▶ _Action item_
Work through the data line by line, gathering every line that has the word "with".

▶ _Records_
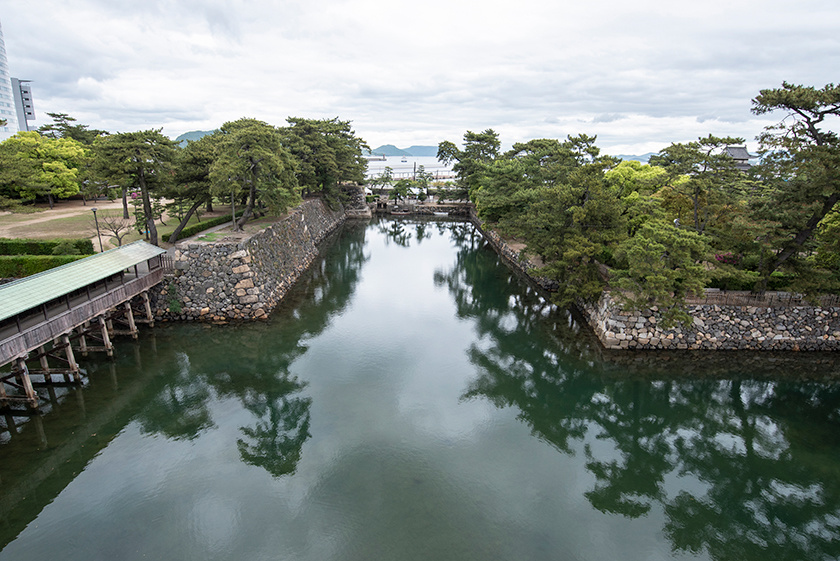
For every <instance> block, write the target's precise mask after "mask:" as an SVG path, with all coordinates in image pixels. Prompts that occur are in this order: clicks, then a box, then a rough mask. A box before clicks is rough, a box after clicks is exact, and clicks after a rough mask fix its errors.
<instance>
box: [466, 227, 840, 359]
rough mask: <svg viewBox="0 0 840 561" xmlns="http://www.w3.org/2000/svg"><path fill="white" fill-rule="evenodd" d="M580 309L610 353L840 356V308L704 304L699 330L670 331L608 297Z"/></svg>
mask: <svg viewBox="0 0 840 561" xmlns="http://www.w3.org/2000/svg"><path fill="white" fill-rule="evenodd" d="M471 220H472V222H473V224H475V226H476V228H477V229H478V230H479V231H480V232H481V233H482V235H483V236H484V238H485V239H486V240H487V241H488V242H489V243H490V245H492V246H493V247H494V248H495V249H496V252H497V253H498V254H499V255H500V256H501V257H502V258H503V259H504V260H505V261H506V262H507V263H508V264H509V265H510V266H511V267H513V268H514V269H515V270H517V271H519V272H520V273H522V274H524V275H525V276H527V277H528V278H530V279H531V280H533V281H534V282H536V283H537V284H538V285H539V286H541V287H542V288H544V289H546V290H549V291H551V290H554V289H556V283H554V282H553V281H550V280H548V279H544V278H536V277H534V276H532V275H531V271H532V270H533V268H534V266H533V264H532V263H531V262H530V261H528V260H527V259H524V258H522V256H521V255H520V254H519V252H517V251H515V250H513V249H512V248H511V247H510V246H509V245H508V244H507V243H506V242H505V241H504V240H503V239H502V238H501V237H500V236H499V235H498V234H497V233H496V232H494V231H493V230H490V229H485V228H483V225H482V223H481V220H480V219H479V218H478V217H477V216H475V213H474V212H473V214H472V216H471ZM578 309H579V311H580V312H581V314H582V315H583V317H584V318H585V320H586V321H587V323H588V324H589V326H590V327H591V328H592V329H593V330H594V332H595V334H596V335H597V337H598V339H599V340H600V341H601V343H602V344H603V345H604V347H605V348H607V349H636V350H643V349H649V350H654V349H662V350H665V349H680V350H682V349H686V350H688V349H707V350H724V349H727V350H730V349H731V350H760V351H837V350H840V307H826V308H820V307H813V306H788V307H760V306H721V305H711V304H704V305H698V306H690V307H689V308H688V313H689V314H690V315H691V316H692V317H693V318H694V323H693V325H690V326H685V327H683V326H679V327H674V328H670V329H665V328H663V327H662V325H661V323H662V314H661V313H660V312H659V311H658V310H656V309H652V310H645V311H641V312H639V311H623V310H622V309H621V306H620V305H619V304H618V303H617V302H615V301H614V300H613V299H612V296H611V295H610V294H609V293H608V292H605V293H604V294H603V295H602V296H601V298H600V300H599V301H598V302H597V303H596V304H594V305H585V304H580V305H578Z"/></svg>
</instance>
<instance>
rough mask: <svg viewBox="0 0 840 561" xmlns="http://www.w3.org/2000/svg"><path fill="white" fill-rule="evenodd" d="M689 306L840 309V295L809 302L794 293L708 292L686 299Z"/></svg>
mask: <svg viewBox="0 0 840 561" xmlns="http://www.w3.org/2000/svg"><path fill="white" fill-rule="evenodd" d="M685 301H686V303H687V304H688V305H693V306H698V305H707V304H708V305H718V306H755V307H757V308H788V307H791V306H813V305H814V304H816V305H817V306H819V307H821V308H832V307H840V295H824V296H820V297H818V298H816V299H815V300H814V301H809V300H808V299H806V298H805V296H803V295H802V294H796V293H793V292H765V293H764V294H754V293H751V292H748V291H743V292H742V291H726V290H720V291H718V290H707V291H706V294H705V295H704V296H691V297H688V298H686V299H685Z"/></svg>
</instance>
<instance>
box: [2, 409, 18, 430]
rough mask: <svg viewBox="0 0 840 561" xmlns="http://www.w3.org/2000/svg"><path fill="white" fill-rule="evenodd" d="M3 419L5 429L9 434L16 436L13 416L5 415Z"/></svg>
mask: <svg viewBox="0 0 840 561" xmlns="http://www.w3.org/2000/svg"><path fill="white" fill-rule="evenodd" d="M4 417H6V429H7V430H8V431H9V434H10V435H15V434H17V425H16V424H15V417H14V415H12V414H11V413H6V414H5V415H4Z"/></svg>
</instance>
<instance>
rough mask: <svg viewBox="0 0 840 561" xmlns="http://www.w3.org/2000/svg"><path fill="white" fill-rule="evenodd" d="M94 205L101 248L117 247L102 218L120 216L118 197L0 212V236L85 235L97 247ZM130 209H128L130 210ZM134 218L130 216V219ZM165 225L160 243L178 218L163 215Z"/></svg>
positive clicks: (120, 206)
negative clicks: (93, 210)
mask: <svg viewBox="0 0 840 561" xmlns="http://www.w3.org/2000/svg"><path fill="white" fill-rule="evenodd" d="M94 207H96V208H97V216H98V218H99V231H100V233H101V235H102V244H103V246H104V249H110V248H112V247H117V239H116V238H115V237H113V235H112V234H110V233H109V232H108V231H107V230H106V229H105V227H104V225H103V222H102V219H103V218H104V217H108V216H114V217H117V216H122V204H121V202H120V201H119V200H117V201H104V200H100V201H96V202H90V201H89V202H88V203H87V205H84V204H82V202H81V200H69V201H68V200H62V201H58V202H57V203H56V205H55V208H54V209H52V210H49V209H47V208H38V211H37V212H28V213H2V214H0V237H3V238H31V239H55V238H87V239H90V240H91V241H92V242H93V244H94V247H95V248H96V249H97V250H98V249H99V240H98V238H97V235H96V224H95V222H94V219H93V212H92V211H91V209H92V208H94ZM129 212H131V210H130V211H129ZM227 214H230V208H229V207H226V206H221V205H220V206H218V207H216V209H215V210H214V212H211V213H208V212H202V213H201V221H202V222H204V221H206V220H208V219H210V218H215V217H218V216H223V215H227ZM131 220H132V221H133V216H132V219H131ZM164 220H165V221H166V225H163V224H161V223H160V221H157V222H156V223H155V225H156V226H157V230H158V238H159V240H160V242H161V245H162V246H163V247H166V246H168V244H167V243H166V240H167V239H168V238H169V236H170V235H171V234H172V232H173V231H175V228H176V227H177V226H178V220H177V219H175V218H174V217H168V216H166V215H164ZM197 223H199V220H198V218H197V217H196V215H193V216H192V218H191V219H190V222H189V225H190V226H192V225H194V224H197ZM140 239H145V236H143V235H142V234H140V233H139V232H138V231H137V230H136V229H134V228H132V231H131V232H130V233H129V234H128V235H127V236H126V237H125V238H123V242H122V243H124V244H125V243H130V242H133V241H136V240H140Z"/></svg>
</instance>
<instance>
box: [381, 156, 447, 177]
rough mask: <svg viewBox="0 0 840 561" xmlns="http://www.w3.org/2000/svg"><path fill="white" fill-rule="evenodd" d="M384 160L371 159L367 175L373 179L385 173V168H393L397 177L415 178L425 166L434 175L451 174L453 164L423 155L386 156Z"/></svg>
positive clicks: (425, 167)
mask: <svg viewBox="0 0 840 561" xmlns="http://www.w3.org/2000/svg"><path fill="white" fill-rule="evenodd" d="M384 158H385V159H384V160H369V161H368V170H367V177H368V178H369V179H373V178H375V177H379V176H380V175H382V174H383V173H385V168H386V167H389V168H391V169H392V170H393V176H394V178H395V179H413V178H414V173H415V172H416V171H417V170H419V169H420V166H423V169H424V170H425V171H426V172H427V173H431V174H432V175H434V176H438V175H445V176H447V177H449V176H451V173H452V164H449V165H445V164H444V163H443V162H440V161H439V160H438V159H437V158H435V157H421V156H385V157H384Z"/></svg>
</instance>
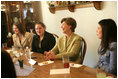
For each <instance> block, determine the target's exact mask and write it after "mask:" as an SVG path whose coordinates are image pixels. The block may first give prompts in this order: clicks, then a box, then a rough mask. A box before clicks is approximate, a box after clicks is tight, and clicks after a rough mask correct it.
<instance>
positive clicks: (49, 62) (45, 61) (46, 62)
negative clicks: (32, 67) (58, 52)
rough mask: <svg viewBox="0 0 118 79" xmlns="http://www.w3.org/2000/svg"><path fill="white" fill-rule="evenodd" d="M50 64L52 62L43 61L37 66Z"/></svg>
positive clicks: (40, 65)
mask: <svg viewBox="0 0 118 79" xmlns="http://www.w3.org/2000/svg"><path fill="white" fill-rule="evenodd" d="M51 63H54V61H50V60H49V61H44V62H42V63H38V65H39V66H43V65H47V64H51Z"/></svg>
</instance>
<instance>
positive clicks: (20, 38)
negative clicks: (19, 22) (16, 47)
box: [12, 23, 32, 49]
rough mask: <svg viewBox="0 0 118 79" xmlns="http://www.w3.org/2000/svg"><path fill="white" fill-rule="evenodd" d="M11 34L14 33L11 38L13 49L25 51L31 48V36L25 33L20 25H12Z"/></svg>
mask: <svg viewBox="0 0 118 79" xmlns="http://www.w3.org/2000/svg"><path fill="white" fill-rule="evenodd" d="M13 32H14V33H15V34H13V36H12V38H13V43H14V46H15V47H20V48H22V49H25V48H26V47H27V46H28V47H29V48H31V44H32V34H31V33H29V32H26V31H25V29H24V28H23V27H22V24H21V23H15V24H13Z"/></svg>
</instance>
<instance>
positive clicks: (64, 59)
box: [62, 55, 70, 68]
mask: <svg viewBox="0 0 118 79" xmlns="http://www.w3.org/2000/svg"><path fill="white" fill-rule="evenodd" d="M62 61H63V65H64V68H69V67H70V66H69V56H68V55H63V56H62Z"/></svg>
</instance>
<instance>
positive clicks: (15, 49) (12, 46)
mask: <svg viewBox="0 0 118 79" xmlns="http://www.w3.org/2000/svg"><path fill="white" fill-rule="evenodd" d="M12 52H13V58H17V57H16V54H17V47H15V46H12Z"/></svg>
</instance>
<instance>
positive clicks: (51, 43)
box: [32, 22, 56, 54]
mask: <svg viewBox="0 0 118 79" xmlns="http://www.w3.org/2000/svg"><path fill="white" fill-rule="evenodd" d="M45 29H46V27H45V25H44V24H43V23H42V22H39V23H37V24H36V25H35V31H36V35H34V37H33V41H32V51H33V52H38V53H42V54H43V53H44V52H45V51H49V50H51V49H52V48H53V47H54V45H55V43H56V40H55V37H54V36H53V35H52V34H50V33H49V32H47V31H45Z"/></svg>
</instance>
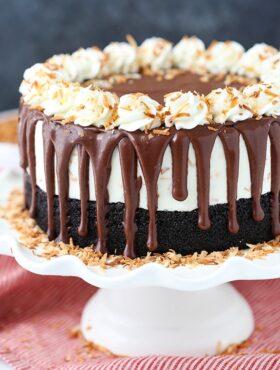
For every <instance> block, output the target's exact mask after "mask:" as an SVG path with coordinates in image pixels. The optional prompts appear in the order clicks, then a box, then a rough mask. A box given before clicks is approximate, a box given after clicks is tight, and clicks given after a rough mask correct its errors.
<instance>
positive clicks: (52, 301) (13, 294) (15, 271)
mask: <svg viewBox="0 0 280 370" xmlns="http://www.w3.org/2000/svg"><path fill="white" fill-rule="evenodd" d="M235 286H236V287H237V288H238V289H239V291H240V292H241V293H242V294H243V295H244V296H245V297H246V298H247V299H248V301H249V302H250V304H251V305H252V307H253V311H254V315H255V319H256V324H257V330H256V331H255V333H254V335H253V336H252V338H251V339H250V343H249V346H248V347H245V348H243V349H240V351H239V352H240V353H239V354H234V355H226V356H225V355H224V356H200V357H176V356H175V357H171V356H146V357H137V358H114V357H110V356H108V355H105V354H104V353H97V352H95V353H94V352H92V351H91V352H89V354H85V352H84V351H85V349H82V344H81V342H80V339H78V338H75V339H73V338H72V339H71V338H70V337H69V328H71V327H74V326H76V325H78V324H79V320H80V315H81V310H82V308H83V306H84V304H85V303H86V301H87V300H88V298H89V297H90V296H91V295H92V294H93V293H94V292H95V290H96V288H94V287H92V286H90V285H88V284H86V283H85V282H83V281H82V280H80V279H77V278H71V277H67V278H64V277H47V276H39V275H34V274H31V273H29V272H27V271H25V270H23V269H22V268H21V267H20V266H18V265H17V264H16V262H15V261H14V260H13V259H12V258H10V257H0V358H2V359H4V360H5V361H6V362H8V363H9V364H10V365H11V366H12V367H13V368H15V369H22V370H23V369H36V370H38V369H83V370H86V369H99V370H101V369H106V370H108V369H112V370H113V369H114V370H121V369H122V370H124V369H127V370H131V369H137V370H140V369H141V370H142V369H143V370H144V369H157V370H163V369H166V370H167V369H168V370H173V369H190V370H199V369H211V370H212V369H215V370H225V369H238V370H241V369H246V370H248V369H252V370H253V369H263V370H264V369H266V370H268V369H280V354H279V349H280V308H279V307H280V305H279V303H280V280H269V281H252V282H237V283H235Z"/></svg>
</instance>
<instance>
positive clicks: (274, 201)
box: [269, 122, 280, 235]
mask: <svg viewBox="0 0 280 370" xmlns="http://www.w3.org/2000/svg"><path fill="white" fill-rule="evenodd" d="M269 137H270V142H271V193H272V210H271V214H272V232H273V234H274V235H280V222H279V191H280V165H279V163H280V126H279V123H278V122H273V123H272V124H271V126H270V130H269Z"/></svg>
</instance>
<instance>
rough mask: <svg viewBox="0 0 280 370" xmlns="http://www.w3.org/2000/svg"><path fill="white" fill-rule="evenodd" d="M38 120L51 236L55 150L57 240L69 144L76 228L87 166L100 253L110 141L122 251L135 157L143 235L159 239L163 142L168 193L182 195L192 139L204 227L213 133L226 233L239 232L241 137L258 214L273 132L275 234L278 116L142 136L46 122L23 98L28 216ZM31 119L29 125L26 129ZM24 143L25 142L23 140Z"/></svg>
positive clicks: (132, 230) (207, 224) (134, 162)
mask: <svg viewBox="0 0 280 370" xmlns="http://www.w3.org/2000/svg"><path fill="white" fill-rule="evenodd" d="M38 120H42V121H43V136H44V137H43V141H44V153H45V156H44V166H45V173H46V185H47V198H48V200H47V202H48V236H49V238H50V239H53V238H54V231H53V220H52V219H53V212H54V209H53V198H54V197H53V194H54V186H55V184H54V157H56V163H57V166H56V167H57V180H58V194H59V210H60V232H59V236H58V238H57V240H61V241H63V242H69V237H70V236H71V235H69V232H68V224H69V215H68V192H69V181H68V177H69V174H68V168H69V160H70V156H71V153H72V150H73V148H74V147H75V146H78V147H79V152H80V156H79V158H80V160H79V182H80V188H81V201H80V205H81V219H80V225H79V234H80V235H82V236H84V235H86V234H87V232H88V229H87V223H88V217H87V205H88V200H89V188H88V187H89V183H88V176H87V175H86V173H88V172H89V167H90V165H91V166H92V169H93V175H94V181H95V192H96V226H97V241H96V248H97V250H100V251H101V252H102V253H106V252H107V250H108V249H107V245H106V241H107V233H108V227H107V217H106V215H107V211H108V207H107V206H108V191H107V185H108V181H109V176H110V170H111V158H112V154H113V151H114V149H115V148H117V147H118V149H119V153H120V161H121V170H122V179H123V187H124V198H125V212H124V221H123V223H124V233H125V238H126V247H125V252H124V253H125V254H126V255H127V256H130V257H135V248H134V244H135V235H136V231H137V227H136V224H135V214H136V210H137V208H138V206H139V190H140V187H141V180H139V179H138V178H137V167H136V163H137V160H138V161H139V163H140V166H141V169H142V172H143V177H144V179H143V180H144V181H145V185H146V188H147V196H148V213H149V224H148V237H147V242H146V244H147V249H148V250H149V251H156V250H157V248H158V244H157V240H158V238H157V225H156V217H155V215H156V211H157V181H158V176H159V172H160V169H161V165H162V159H163V155H164V152H165V150H166V148H167V146H169V145H170V146H171V151H172V158H173V167H172V168H173V186H172V194H173V196H174V198H175V199H178V200H183V199H185V198H186V197H187V169H186V168H187V159H188V146H189V143H190V142H191V143H192V145H193V147H194V150H195V155H196V163H197V175H198V227H199V228H200V229H201V230H207V229H209V228H210V227H211V220H210V217H209V184H210V159H211V153H212V149H213V146H214V143H215V140H216V138H217V136H219V137H220V138H221V140H222V142H223V147H224V150H225V158H226V163H227V177H228V187H227V188H228V189H227V191H228V203H229V212H228V220H229V221H228V229H229V232H231V233H237V232H238V228H239V226H238V222H237V216H236V193H237V181H238V161H239V154H238V153H239V137H240V135H242V136H243V137H244V140H245V143H246V146H247V149H248V155H249V162H250V171H251V181H252V197H253V203H252V213H253V217H254V219H255V220H257V221H261V220H262V217H263V210H262V208H261V203H260V196H261V190H262V183H263V174H264V163H265V157H266V155H265V154H266V146H267V138H268V135H269V136H270V138H271V142H272V145H271V154H272V160H271V170H272V188H271V191H272V203H273V204H272V228H273V232H274V235H277V234H279V231H280V230H279V190H280V170H279V167H280V162H279V160H280V151H279V148H278V145H277V144H278V143H279V138H280V131H279V130H280V126H279V119H276V118H272V117H266V118H262V119H261V120H259V121H256V120H254V119H250V120H246V121H243V122H241V123H237V124H230V123H227V124H226V125H220V126H218V125H217V126H215V127H214V129H213V127H212V128H211V127H210V129H209V126H207V125H205V126H197V127H195V128H194V129H191V130H181V131H177V130H176V129H174V128H172V129H171V130H170V135H168V136H165V135H147V134H145V133H144V132H140V131H135V132H126V131H122V130H114V131H104V130H103V129H99V128H95V127H87V128H82V127H79V126H77V125H73V124H71V123H70V124H65V125H61V124H60V123H59V122H55V121H52V120H51V119H50V118H49V117H47V116H46V115H44V114H43V113H41V112H38V111H34V110H31V109H29V108H28V107H27V106H25V105H23V106H22V108H21V112H20V129H19V141H20V148H21V166H22V168H23V169H24V170H25V172H26V171H27V168H29V172H30V175H31V184H32V202H31V207H30V213H31V215H32V217H34V212H33V210H34V209H33V207H32V203H33V202H34V200H33V199H35V193H36V191H34V189H36V176H35V174H36V171H35V166H36V163H35V151H34V145H32V143H34V132H35V131H34V129H33V127H35V125H36V122H37V121H38ZM30 126H31V128H30ZM28 143H29V144H28Z"/></svg>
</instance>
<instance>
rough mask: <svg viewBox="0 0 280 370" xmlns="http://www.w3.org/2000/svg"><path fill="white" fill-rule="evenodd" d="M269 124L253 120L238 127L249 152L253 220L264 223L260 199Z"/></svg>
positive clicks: (246, 121) (263, 121) (265, 158)
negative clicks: (252, 200)
mask: <svg viewBox="0 0 280 370" xmlns="http://www.w3.org/2000/svg"><path fill="white" fill-rule="evenodd" d="M269 124H270V121H269V120H267V119H262V120H259V121H258V122H256V120H254V119H251V120H247V121H245V122H242V123H240V124H239V125H238V130H239V131H240V132H241V133H242V136H243V138H244V141H245V144H246V147H247V151H248V157H249V163H250V174H251V194H252V198H253V218H254V220H255V221H262V220H263V218H264V212H263V210H262V207H261V203H260V198H261V194H262V185H263V175H264V167H265V159H266V147H267V139H268V132H269Z"/></svg>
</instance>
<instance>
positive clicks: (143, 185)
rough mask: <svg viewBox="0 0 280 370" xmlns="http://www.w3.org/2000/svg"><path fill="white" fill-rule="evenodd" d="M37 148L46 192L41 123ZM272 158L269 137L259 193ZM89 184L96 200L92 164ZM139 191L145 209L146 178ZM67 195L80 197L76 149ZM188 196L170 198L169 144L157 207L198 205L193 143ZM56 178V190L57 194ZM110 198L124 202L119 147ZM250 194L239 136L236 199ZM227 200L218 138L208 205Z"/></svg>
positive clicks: (223, 174) (140, 205) (37, 183)
mask: <svg viewBox="0 0 280 370" xmlns="http://www.w3.org/2000/svg"><path fill="white" fill-rule="evenodd" d="M35 149H36V164H37V165H36V175H37V185H38V186H39V187H40V188H41V189H42V190H44V191H46V182H45V171H44V153H43V138H42V122H38V123H37V127H36V136H35ZM270 167H271V160H270V140H269V139H268V145H267V152H266V164H265V172H264V180H263V189H262V194H265V193H267V192H269V191H270V189H271V173H270ZM89 171H90V174H89V186H90V200H93V201H94V200H95V191H94V179H93V174H92V169H91V166H90V167H89ZM138 175H139V176H142V179H143V175H142V171H141V167H140V165H139V163H138ZM142 182H143V185H142V188H141V191H140V204H139V207H141V208H144V209H147V191H146V186H145V181H144V179H143V181H142ZM69 184H70V188H69V197H70V198H73V199H80V188H79V178H78V151H77V149H74V151H73V153H72V156H71V160H70V166H69ZM187 187H188V197H187V199H186V200H184V201H177V200H176V199H174V198H173V197H172V158H171V151H170V148H169V147H168V148H167V150H166V152H165V154H164V158H163V163H162V171H161V174H160V176H159V179H158V195H159V197H158V210H161V211H192V210H194V209H196V208H197V171H196V159H195V153H194V149H193V146H192V145H191V144H190V147H189V159H188V184H187ZM57 189H58V187H57V179H56V186H55V193H56V194H58V190H57ZM108 191H109V201H110V202H111V203H114V202H124V194H123V183H122V176H121V167H120V159H119V153H118V149H116V150H115V151H114V153H113V157H112V171H111V176H110V180H109V184H108ZM250 197H251V179H250V167H249V160H248V154H247V149H246V145H245V142H244V140H243V138H242V137H241V136H240V160H239V179H238V192H237V198H238V199H240V198H250ZM223 203H227V174H226V160H225V154H224V149H223V146H222V142H221V140H220V139H219V137H217V139H216V141H215V145H214V148H213V152H212V156H211V166H210V205H215V204H223Z"/></svg>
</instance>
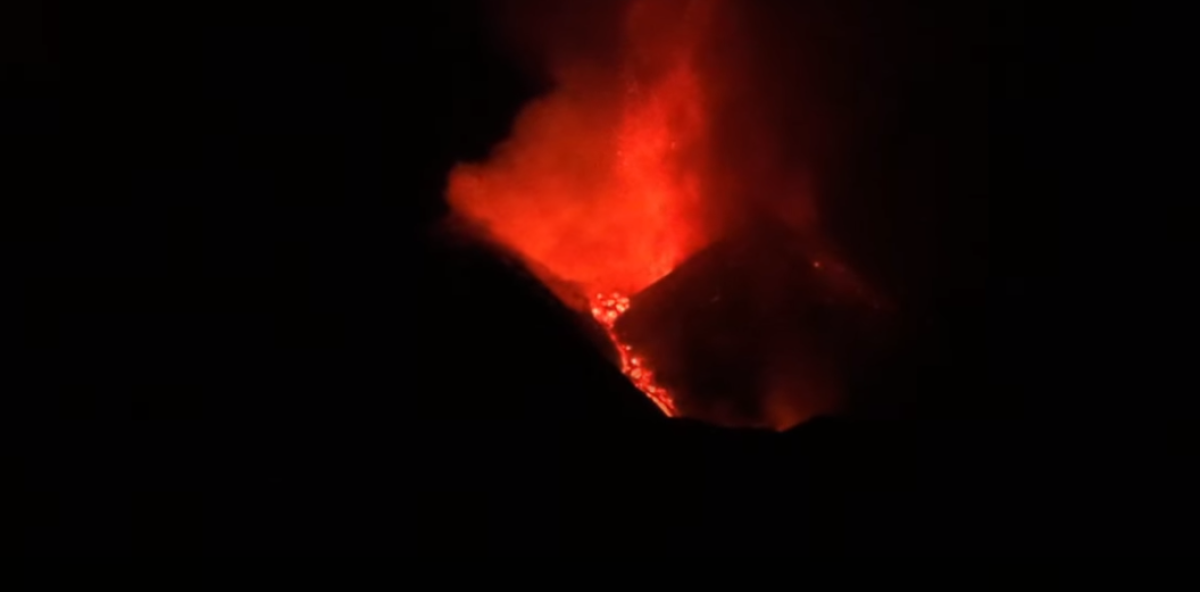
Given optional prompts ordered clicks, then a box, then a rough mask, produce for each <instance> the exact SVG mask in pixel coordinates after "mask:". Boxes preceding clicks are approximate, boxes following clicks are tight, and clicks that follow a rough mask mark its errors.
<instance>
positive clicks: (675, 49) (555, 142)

▶ _Output of the exercise_
For every <instance> block, write the target's precise mask after "mask:" as an SVG path, with all coordinates in image pixels. Prompts that occur are in this order: clicks, then a box, then a rough mask. A box before clicks is rough, a box after clicks is exact, and clicks after a rough mask fix its errors.
For every <instance> block, output the target's exact mask after "mask:" as an SVG path with coordinates in image pixels. The optional prompts appear in the order clicks, then a box, then a rough mask. A box given before clicks is approximate, a box given after clicks is tight, and clicks given after a rough mask correct its errors.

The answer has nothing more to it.